▶ [WHAT IS REQUIRED]
The task calls for the lines from the start of the entries below through the line with "Target: footpath", given again verbatim, with every picture dropped.

** Opening DATA FOR THIS EXERCISE block **

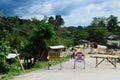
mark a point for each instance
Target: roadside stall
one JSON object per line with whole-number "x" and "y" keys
{"x": 54, "y": 53}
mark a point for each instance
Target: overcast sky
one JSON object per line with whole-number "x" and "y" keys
{"x": 74, "y": 12}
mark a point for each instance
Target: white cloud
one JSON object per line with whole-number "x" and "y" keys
{"x": 74, "y": 12}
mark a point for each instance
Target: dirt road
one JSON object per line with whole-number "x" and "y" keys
{"x": 105, "y": 71}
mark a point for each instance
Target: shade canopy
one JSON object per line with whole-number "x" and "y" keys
{"x": 11, "y": 55}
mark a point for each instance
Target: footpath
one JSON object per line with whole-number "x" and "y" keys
{"x": 105, "y": 71}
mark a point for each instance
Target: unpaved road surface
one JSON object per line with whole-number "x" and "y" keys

** Closing DATA FOR THIS EXERCISE block **

▶ [ANSWER FOR THE TASK]
mark a point for each instance
Target: roadside stall
one JSON object per line with whole-number "x" and "y" keys
{"x": 54, "y": 53}
mark a point for each instance
Target: overcast sky
one JSON object per line with whole-number "x" and "y" keys
{"x": 74, "y": 12}
mark a point for each instance
Target: white cloud
one JSON object per line with whole-number "x" and "y" keys
{"x": 74, "y": 12}
mark a point for each instance
Target: dirt road
one JSON object per line with whole-number "x" and "y" keys
{"x": 105, "y": 71}
mark a point for each instance
Target: shade canopy
one JSON object per line with whole-number "x" and "y" keys
{"x": 11, "y": 55}
mark a point for each instance
Target: footpath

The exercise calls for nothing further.